● Texto fornecido:
=-=-=
A lei, que determinou a separação da Igreja e do Estado, foi o último golpe da Revolução Francesa no catolicismo. Julgava-se a fé católica um obstáculo ao progresso social e ao desenvolvimento da República. Assim, o governo francês pôs fim à Concordata de 1801, com a qual Napoleão havia assegurado ao Vaticano um estatuto oficial. Para o ex-primeiro ministro francês (2005-2007) Dominique de Villepin, essa lei decorreria “diretamente da filosofia inspiradora dos direitos do homem de 1789”:
Um princípio está no centro da Lei de 1905 — Liberdade. A lei estabeleceu uma linha direta entre a sociedade secular e os ideais revolucionários consagrados na Declaração dos Direitos do Homem e do Cidadão. Nunca mais qualquer religião poderia exercer influência nas decisões do Estado [vi].
Em nome da liberdade, este mesmo Estado se tornou, em março de 2024, o primeiro do mundo a incluir na Constituição o direito ao aborto. Com toda pompa, o presidente francês Emmanuel Macron anunciou ainda que lutaria para que essa decisão se expandisse pela União Europeia [vii]. Se a mãe de Céline Dion tivesse ouvido antes os profetas dessa Revolução do que a Santa Igreja Católica, a França não teria assistido à grande cantora numa noite digna de esquecimento. Céline mesmo confessa: “Devo minha vida a um padre” [viii].
No dia seguinte à abertura das Olimpíadas, a chamada “cidade das luzes” sucumbiu às trevas de um apagão. Iluminada, no topo do monte Martre, ponto mais alto da capital francesa, restou a Basílica do Sacré-Coeur (Sagrado Coração). Um aviso de Deus aos franceses? Pode ser. Todavia, o pior “apagão” da França não é o elétrico, mas o espiritual, “apagão” moral que a tornou uma nação em franca decadência.
=-=-=
● Dados fornecidos:
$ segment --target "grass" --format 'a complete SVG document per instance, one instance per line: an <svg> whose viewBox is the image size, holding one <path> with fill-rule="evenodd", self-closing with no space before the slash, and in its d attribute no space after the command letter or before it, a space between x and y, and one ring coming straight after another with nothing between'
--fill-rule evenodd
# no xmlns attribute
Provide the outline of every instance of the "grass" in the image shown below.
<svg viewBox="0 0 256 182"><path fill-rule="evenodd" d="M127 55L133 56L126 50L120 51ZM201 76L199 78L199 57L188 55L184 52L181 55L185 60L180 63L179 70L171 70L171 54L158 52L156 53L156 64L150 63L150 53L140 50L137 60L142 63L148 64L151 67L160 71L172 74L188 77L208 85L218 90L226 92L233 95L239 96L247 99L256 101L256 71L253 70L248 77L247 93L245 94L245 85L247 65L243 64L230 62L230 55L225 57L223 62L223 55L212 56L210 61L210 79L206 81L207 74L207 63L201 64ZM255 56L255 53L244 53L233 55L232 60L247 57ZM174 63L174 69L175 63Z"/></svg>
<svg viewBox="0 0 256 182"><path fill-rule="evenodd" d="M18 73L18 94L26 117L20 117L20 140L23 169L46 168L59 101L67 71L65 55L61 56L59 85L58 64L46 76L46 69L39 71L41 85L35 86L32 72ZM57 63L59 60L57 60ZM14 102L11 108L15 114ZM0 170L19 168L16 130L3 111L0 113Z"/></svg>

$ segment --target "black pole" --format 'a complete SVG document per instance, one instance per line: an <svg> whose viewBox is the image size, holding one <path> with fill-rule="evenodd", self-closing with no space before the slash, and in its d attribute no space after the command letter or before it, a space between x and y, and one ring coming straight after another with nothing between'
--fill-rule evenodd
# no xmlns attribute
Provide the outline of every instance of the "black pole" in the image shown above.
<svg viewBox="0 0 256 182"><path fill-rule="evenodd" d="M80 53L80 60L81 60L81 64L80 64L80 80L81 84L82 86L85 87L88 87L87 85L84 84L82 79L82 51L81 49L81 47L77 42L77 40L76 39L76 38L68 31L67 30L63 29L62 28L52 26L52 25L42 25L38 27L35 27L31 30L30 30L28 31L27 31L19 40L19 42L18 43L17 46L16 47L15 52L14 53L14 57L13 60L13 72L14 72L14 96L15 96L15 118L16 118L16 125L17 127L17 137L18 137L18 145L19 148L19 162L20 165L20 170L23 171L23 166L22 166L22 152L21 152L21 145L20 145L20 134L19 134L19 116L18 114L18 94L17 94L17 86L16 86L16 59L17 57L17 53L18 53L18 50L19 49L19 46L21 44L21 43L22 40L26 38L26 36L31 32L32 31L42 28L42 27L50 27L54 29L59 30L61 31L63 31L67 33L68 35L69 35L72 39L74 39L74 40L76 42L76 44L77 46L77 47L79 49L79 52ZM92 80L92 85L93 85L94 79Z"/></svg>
=-=-=
● Instruções das tarefas:
A: Traduza para o inglês esta frase do texto sobre a separação entre Igreja e Estado na França: "Julgava-se a fé católica um obstáculo ao progresso social e ao desenvolvimento da República."
B: Continue o texto sobre a separação entre Igreja e Estado na França a partir da última frase apresentada.

● Respostas:
A: The Catholic faith was considered an obstacle to social progress and to the development of the Republic.

B:
Gloriosa França das disputas entre Boaventura e Tomás de Aquino, na Universidade de Paris; gloriosa França do reinado de São Luís; gloriosa França de Vianney, na humildade de Ars; gloriosa França de Teresinha, na discrição de Lisieux… Apenas uma mente fanática e anticristã apagaria tão grande tesouro da própria história para, em seu lugar, exibir uma figura ridícula como a que vimos naquela cerimônia. Mas esta é a França republicana e anticlerical, a França de Duchamp, que glorifica um vaso sanitário.
Por ironia, a organização das Olimpíadas de Paris vem sendo justamente criticada por isto: fezes no Rio Sena. “Bebi muita água, então amanhã saberemos se estou doente ou não. Não tem gosto de Coca-Cola ou de Sprite, é claro. Enquanto nadava sob a ponte, senti e vi coisas sobre as quais a gente não deveria pensar muito”, declarou a nadadora belga Jolien Vermeylen, após a prova de triatlo [ix].
A cerimônia de abertura das Olimpíadas de Paris, no fim das contas, serviu apenas para dar razão à advertência de um filósofo brasileiro: “Visite a França antes que acabe”.